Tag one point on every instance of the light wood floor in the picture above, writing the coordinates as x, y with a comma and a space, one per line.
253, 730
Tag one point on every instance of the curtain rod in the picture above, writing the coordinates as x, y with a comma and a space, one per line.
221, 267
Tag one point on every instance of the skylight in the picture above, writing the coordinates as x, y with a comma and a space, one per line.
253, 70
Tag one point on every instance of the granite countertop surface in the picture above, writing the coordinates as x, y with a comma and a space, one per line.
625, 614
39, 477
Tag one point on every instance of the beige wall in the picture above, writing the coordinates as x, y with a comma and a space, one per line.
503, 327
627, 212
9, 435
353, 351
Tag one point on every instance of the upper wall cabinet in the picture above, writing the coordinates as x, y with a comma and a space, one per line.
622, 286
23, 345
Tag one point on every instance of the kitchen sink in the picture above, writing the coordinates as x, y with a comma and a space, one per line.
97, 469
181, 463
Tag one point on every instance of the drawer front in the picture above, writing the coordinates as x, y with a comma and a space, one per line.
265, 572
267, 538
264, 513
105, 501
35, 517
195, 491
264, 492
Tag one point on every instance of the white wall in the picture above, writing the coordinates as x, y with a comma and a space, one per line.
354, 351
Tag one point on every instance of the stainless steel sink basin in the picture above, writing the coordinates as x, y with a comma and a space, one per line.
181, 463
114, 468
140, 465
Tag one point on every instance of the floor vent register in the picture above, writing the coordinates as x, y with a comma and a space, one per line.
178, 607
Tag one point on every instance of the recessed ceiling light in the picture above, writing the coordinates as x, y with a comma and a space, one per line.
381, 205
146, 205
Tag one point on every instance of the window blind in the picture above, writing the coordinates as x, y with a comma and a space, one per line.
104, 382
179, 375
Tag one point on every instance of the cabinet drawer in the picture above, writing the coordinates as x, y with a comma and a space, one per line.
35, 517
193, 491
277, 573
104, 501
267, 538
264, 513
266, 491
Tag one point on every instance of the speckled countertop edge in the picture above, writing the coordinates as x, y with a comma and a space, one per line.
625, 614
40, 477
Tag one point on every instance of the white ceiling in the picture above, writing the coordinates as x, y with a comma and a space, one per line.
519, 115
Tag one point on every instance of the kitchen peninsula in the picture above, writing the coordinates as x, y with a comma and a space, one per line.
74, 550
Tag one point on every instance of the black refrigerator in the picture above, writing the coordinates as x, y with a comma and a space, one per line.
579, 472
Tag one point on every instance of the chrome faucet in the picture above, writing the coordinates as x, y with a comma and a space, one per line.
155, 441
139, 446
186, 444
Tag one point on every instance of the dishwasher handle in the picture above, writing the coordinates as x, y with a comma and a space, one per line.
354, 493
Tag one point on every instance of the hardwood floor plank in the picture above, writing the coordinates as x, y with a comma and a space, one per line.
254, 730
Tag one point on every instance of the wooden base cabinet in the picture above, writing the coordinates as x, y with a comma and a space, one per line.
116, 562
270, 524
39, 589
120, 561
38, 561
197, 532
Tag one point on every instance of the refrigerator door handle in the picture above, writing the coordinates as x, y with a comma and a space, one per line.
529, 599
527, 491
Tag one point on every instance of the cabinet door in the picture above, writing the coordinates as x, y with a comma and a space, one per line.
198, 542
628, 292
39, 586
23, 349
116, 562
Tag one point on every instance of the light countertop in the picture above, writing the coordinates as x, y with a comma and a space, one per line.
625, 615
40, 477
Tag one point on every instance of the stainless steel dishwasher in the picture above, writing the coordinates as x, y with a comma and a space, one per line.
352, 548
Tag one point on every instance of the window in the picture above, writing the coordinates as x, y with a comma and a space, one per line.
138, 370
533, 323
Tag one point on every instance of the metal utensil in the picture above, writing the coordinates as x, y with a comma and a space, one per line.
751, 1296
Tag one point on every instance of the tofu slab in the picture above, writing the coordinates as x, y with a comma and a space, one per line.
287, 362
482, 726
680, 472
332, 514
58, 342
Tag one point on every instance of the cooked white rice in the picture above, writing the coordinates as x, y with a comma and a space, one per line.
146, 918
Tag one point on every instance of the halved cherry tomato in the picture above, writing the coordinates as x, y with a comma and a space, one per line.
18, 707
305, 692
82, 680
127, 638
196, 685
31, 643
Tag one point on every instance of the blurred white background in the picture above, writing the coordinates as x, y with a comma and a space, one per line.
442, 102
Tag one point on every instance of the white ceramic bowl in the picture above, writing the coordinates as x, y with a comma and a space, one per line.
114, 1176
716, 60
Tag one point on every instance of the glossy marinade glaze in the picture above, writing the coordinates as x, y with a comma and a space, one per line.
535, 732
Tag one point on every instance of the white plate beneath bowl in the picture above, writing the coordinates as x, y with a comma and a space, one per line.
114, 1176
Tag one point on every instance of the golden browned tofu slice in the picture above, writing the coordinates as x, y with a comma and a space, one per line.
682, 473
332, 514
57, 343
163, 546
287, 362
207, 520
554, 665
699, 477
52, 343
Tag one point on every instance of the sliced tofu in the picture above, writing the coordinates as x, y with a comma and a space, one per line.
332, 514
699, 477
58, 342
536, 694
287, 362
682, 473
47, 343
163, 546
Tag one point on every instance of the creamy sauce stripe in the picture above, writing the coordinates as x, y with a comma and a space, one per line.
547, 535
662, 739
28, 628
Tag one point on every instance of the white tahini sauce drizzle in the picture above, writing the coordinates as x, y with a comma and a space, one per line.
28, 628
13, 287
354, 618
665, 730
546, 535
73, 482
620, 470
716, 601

▶ What needs to be done:
Output the entire listing exactly as written.

▶ Solved problem:
Tag one point on every instance of the light wood floor in the picture above, writing the coordinates as x, y with a comma and a space, one per line.
253, 730
Tag one point on every instance of the curtain rod in the picture above, writing the coordinates as x, y with a comma and a space, one per line.
221, 267
Tag one point on every instance of the skylight in the picture above, writing the coordinates as x, y with a comma and a space, one per line.
253, 70
Tag one point on every instance of the granite countertop surface in the picture above, writing the coordinates as x, y with a comma and a space, one per line.
625, 614
39, 477
Tag one point on every instance of the beige wall in the picture above, writing the coordinates as x, y with a comma and a space, one per line.
503, 327
627, 212
9, 435
353, 351
Tag one point on every instance of the upper wall cabinet in the picture above, writing the coordinates as x, y with a comma and a space, one per line.
622, 286
23, 345
Tag one point on every instance of the kitchen sink in the picture above, writing the coordinates as x, y with a comma and a space, one per line.
97, 469
181, 463
Tag one point on every instance of the drawer front in the picture above, writing the coordinates as x, y with a comma and a space, one per line.
265, 572
267, 538
264, 513
105, 501
35, 517
195, 491
264, 492
Tag one point on every instance of the white wall in the picture above, writing the coordinates as x, y with a comma and a space, one per line.
354, 351
Tag one point on every instance of the stainless steel sink basin in the picture above, writing the coordinates as x, y with a comma and a space, one per line.
181, 463
114, 468
140, 465
Tag one point on every instance of the floor vent register in the picture above, writing the coordinates as x, y with a comma and a space, one per line.
178, 607
Tag one point on every instance of the recessed ceiling light in the picture above, writing the coordinates as x, y with a comma and a space, one per line.
381, 205
146, 205
Tag one point on every instance of the window blind in the picture above, writing the coordinates as x, y with a comma and a space, one per line.
104, 382
179, 375
Tag one point on every instance of the cabinet drawer in the picture above, writing the coordinates as x, y with a comma and a space, one per line.
35, 517
193, 491
277, 573
104, 501
267, 538
264, 513
266, 491
Tag one point on every instance of the speckled countertop edge in the picture above, writing the coordinates as x, y with a comma and a space, one per line.
625, 614
40, 477
Tag one point on every instance of the white ceiling in the picture above, writing the coordinates as x, y with a comma and a space, one per line.
519, 115
Tag one point on every instance of the kitchen peninsula in the picture above, writing the coordinates as x, y with a comma and a space, one per line.
74, 550
Tag one point on every instance of the black refrigerator in the picture above, writing the coordinates as x, y with a comma and a space, one per line.
579, 472
Tag one point on every instance of the chrome faucet in the picture above, writing the coordinates as x, y with a comma and a space, one per line.
155, 441
139, 446
186, 444
Tag one point on every instance of the dishwasher handle in the picture above, writing the coordinates as x, y with a comma and a space, one per line.
354, 493
Tag one point on every instance of the hardwood floor plank in the picture above, writing the coordinates as x, y with a comma and a space, one per line.
254, 730
Tag one point on every instance of the wooden base cabinet in the picture above, writing the coordinates as x, y with a comma and a space, one per line.
116, 562
270, 524
39, 589
120, 561
38, 561
197, 532
Tag one point on every instance of the refrigerator door handle in the picture above, writing the coordinates as x, y with a comma and a space, one per line.
529, 599
527, 491
Tag one point on every instance of the cabinet door in the picture above, writing the coordinates as x, y with a comma and a space, one per line.
198, 542
628, 292
39, 586
23, 349
116, 562
Tag one point on every instance of the light countertop in the picture above, writing the coordinates as x, y with a comma and a space, one per line.
625, 615
40, 477
Tag one point on every instance of the stainless steel dishwasher in the picture above, writing the coordinates as x, y with a comma and a space, one per line.
352, 548
Tag one point on every instance of the window in the picture above, writing the coordinates as x, y with a comma and a space, one per line.
138, 370
533, 323
Tag one point on every instance of the metal utensil in the picture above, writing the coordinates as x, y with a comma and a space, one per line.
751, 1296
Tag one point on every instance of the tofu slab in the picture above, writing the coordinates as x, y with a comma and a space, one per line.
287, 362
482, 726
680, 472
332, 514
58, 342
Tag one point on every instance of the cooked white rice in the picture above, writing the coordinates as x, y with a comma and a space, one per line.
146, 918
Tag one point on every instance of the halved cherry tomato in the picture above, writing the coordinates as x, y with a comma and a space, one per line.
18, 707
305, 692
82, 680
127, 638
196, 685
31, 643
Tag one point on every instance of the blurred white background in the picture above, writing the coordinates as x, y with a comma and a space, one per line.
442, 102
Tag one point on every instance of the white ceramic bowl in the picture above, writing the coordinates as x, y with a comma and a space, one per line.
114, 1176
716, 60
Tag one point on every instance of the glossy marinade glaze in the picture above, writing the coordinates as x, y with a comma and a space, one per line.
535, 732
Tag one point on every instance of the white plate beneath bowl in the picture above, writing the coordinates as x, y with a comma and a space, one per line.
114, 1176
Tag one point on every instance of the golden browned tofu slice in the picture above, writing the coordinates as x, y with a comma and a space, one per line.
682, 473
332, 514
57, 343
163, 546
287, 362
207, 520
554, 665
699, 477
52, 343
Tag one point on every instance of the sliced tofu in the picture above, writing the coordinates as x, y with a comma and a space, one per line.
332, 514
699, 477
58, 342
536, 694
287, 362
682, 473
47, 343
163, 546
Tag one point on every instance of the creamy sauce stripe in the picture above, writing the coordinates as x, y with a comma and a space, one per line.
547, 535
662, 739
28, 628
Tag one point on every instance of the white tahini sauce drizzle in the picture above, writing the coordinates as x, y with a comma and a space, one per line.
28, 628
13, 287
354, 618
665, 730
546, 535
73, 482
620, 470
716, 601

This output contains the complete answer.